Exercise inputs Start Marker

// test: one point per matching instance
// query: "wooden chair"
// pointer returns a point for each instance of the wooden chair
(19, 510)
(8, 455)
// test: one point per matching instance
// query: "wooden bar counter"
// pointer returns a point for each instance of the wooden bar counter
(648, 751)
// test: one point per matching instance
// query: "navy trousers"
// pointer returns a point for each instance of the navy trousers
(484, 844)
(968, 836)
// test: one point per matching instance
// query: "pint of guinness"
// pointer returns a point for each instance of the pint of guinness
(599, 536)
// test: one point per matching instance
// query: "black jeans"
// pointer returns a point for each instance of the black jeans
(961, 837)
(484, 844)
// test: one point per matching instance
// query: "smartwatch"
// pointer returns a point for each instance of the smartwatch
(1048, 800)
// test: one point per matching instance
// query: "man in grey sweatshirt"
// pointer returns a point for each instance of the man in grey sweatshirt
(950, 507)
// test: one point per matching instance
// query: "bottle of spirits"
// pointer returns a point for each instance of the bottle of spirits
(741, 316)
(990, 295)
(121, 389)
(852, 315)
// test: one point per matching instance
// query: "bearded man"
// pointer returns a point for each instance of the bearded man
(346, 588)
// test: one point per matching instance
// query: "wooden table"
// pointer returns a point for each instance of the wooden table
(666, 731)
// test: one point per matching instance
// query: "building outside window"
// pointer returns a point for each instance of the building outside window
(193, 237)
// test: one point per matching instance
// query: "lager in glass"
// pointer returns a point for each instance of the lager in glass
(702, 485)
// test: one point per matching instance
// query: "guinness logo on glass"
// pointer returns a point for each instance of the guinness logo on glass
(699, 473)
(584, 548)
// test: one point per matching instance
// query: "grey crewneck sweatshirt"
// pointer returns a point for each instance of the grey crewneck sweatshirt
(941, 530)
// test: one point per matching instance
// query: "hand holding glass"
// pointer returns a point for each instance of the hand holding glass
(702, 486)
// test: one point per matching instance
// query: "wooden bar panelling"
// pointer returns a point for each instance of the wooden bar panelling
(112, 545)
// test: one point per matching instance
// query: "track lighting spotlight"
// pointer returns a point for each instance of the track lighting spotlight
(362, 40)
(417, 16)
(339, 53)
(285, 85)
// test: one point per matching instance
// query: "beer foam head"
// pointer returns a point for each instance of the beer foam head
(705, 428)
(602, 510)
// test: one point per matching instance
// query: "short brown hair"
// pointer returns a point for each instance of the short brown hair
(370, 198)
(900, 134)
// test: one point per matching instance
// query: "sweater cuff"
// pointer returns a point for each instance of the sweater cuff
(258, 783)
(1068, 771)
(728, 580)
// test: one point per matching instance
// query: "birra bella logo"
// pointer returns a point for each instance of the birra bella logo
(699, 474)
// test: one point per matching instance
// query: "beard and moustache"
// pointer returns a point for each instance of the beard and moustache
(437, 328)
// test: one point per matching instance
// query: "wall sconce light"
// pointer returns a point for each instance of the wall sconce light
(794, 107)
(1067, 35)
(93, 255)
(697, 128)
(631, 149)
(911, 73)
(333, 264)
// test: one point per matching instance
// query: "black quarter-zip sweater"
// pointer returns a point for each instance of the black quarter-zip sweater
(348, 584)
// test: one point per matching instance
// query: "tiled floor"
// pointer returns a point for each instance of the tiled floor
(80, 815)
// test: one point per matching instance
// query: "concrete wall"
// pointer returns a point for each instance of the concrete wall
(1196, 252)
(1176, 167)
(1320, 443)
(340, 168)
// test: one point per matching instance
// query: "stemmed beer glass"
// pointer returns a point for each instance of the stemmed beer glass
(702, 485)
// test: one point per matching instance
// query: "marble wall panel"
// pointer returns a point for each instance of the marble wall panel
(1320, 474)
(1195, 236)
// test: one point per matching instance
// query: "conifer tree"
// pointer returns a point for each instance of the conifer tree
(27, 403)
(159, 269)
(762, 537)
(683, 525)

Exercise inputs End Marker

_Work order:_ Copy the listing in full, and keep every word exactly as it is.

_Finished exercise:_
// test: one point per matching instance
// query: "wooden chair"
// pointer returns a point for each instance of the wooden chair
(19, 510)
(8, 455)
// test: one point per matching instance
// query: "wooden bar counter"
// pointer returns a point for each instance of the wooden bar counter
(648, 751)
// test: one point per matching instance
// query: "navy trousers"
// pointer returns a point for each instance of the navy trousers
(484, 844)
(968, 836)
// test: one point per matching instance
// query: "pint of guinness"
// pointer returns a point for each instance of the pint of guinness
(599, 536)
// test: one point per matching instance
// query: "black jeans"
// pointer returns a point for each instance of the black jeans
(961, 837)
(484, 844)
// test: one point per matching instance
// query: "smartwatch"
// pointer returns a point for each instance of the smartwatch
(1048, 800)
// test: one point per matching instance
// query: "man in grey sweatshirt"
// pointer returns a point for each instance of the man in grey sweatshirt
(950, 507)
// test: one point per matching instance
// query: "bottle of spirits"
// pointer returns a point for each instance of the bottle of spirits
(741, 316)
(990, 295)
(121, 389)
(852, 315)
// test: one point per matching instance
// query: "bearded man"
// pointer returns a point for each instance of the bearded man
(346, 588)
// test: one point per matching instance
// query: "wooden table"
// pointer returns a point for each instance of the wooden table
(666, 731)
// test: one point per matching instance
// query: "building outside window"
// pointer returns a point for each instance of the building outside window
(193, 237)
// test: one point per matching instance
// query: "lager in glass"
// pointer returns a point for each instance of the lager in glass
(702, 485)
// test: one point per matching instance
// query: "guinness logo on glass"
// pointer returns a point for each instance of the guinness logo on glass
(699, 473)
(584, 548)
// test: one point per matching instance
// query: "grey crewneck sweatshirt"
// pointer returns a point for each instance of the grey crewneck sweatshirt
(941, 530)
// test: one point per matching instance
// query: "hand holding glass"
// pointer returns a point for each instance of the hand holding glass
(702, 486)
// test: one point per matching instance
// query: "wooden bar panelling"
// pointer returns a point for each instance of the wooden bar panelling
(112, 545)
// test: one point per matching instance
// query: "track lighting spotlight"
// pointer returns a point for each instance of the track lighting spotlight
(362, 40)
(417, 16)
(339, 53)
(285, 85)
// test: one point per matching instance
// query: "beer foam head"
// pointer returns a point for each instance of the beer foam head
(705, 428)
(602, 510)
// test: one point per matching instance
// query: "short brown hair"
// pointer returns a point for each instance of the short brown hair
(370, 198)
(900, 134)
// test: one point per matching instance
// query: "sweater cuff"
// pointer returns a point for each instance of the sweater cuff
(258, 783)
(1068, 771)
(728, 580)
// test: one point per matching instance
// query: "birra bella logo"
// pointer returns a point for each instance of the birra bella logo
(699, 474)
// test: one point per matching instance
// query: "beard and moustache"
// pointer returns a point for each instance of the beard and moustache
(437, 328)
// test: one point per matching instance
// query: "wall sconce light"
// pointer returns a point for each instance of the wall sconce light
(794, 107)
(1067, 35)
(93, 255)
(697, 128)
(631, 149)
(911, 73)
(333, 264)
// test: one point per matching instance
// query: "black quarter-zip sweater"
// pointer returns a point for each instance of the black quarter-zip sweater
(348, 584)
// test: one point per matching instance
// query: "tiled floor"
// pointer returns a point for each instance of the tiled floor
(80, 815)
// test: one point per matching instance
// query: "concrete wall"
// pointer returns a point for each instance of the concrete wall
(1196, 252)
(1176, 167)
(1320, 443)
(340, 168)
// test: one point per matching instance
// query: "stemmed beer glass"
// pointer returns a point for each instance of the stemmed beer glass
(702, 485)
// test: one point per matching instance
// query: "marble wall panel"
// pointer returns a point for each instance of the marble wall panel
(1320, 474)
(1195, 236)
// test: one point per matching instance
// query: "conifer tree"
// pointer returns a point for each instance of the conifer tree
(27, 403)
(159, 269)
(762, 537)
(683, 525)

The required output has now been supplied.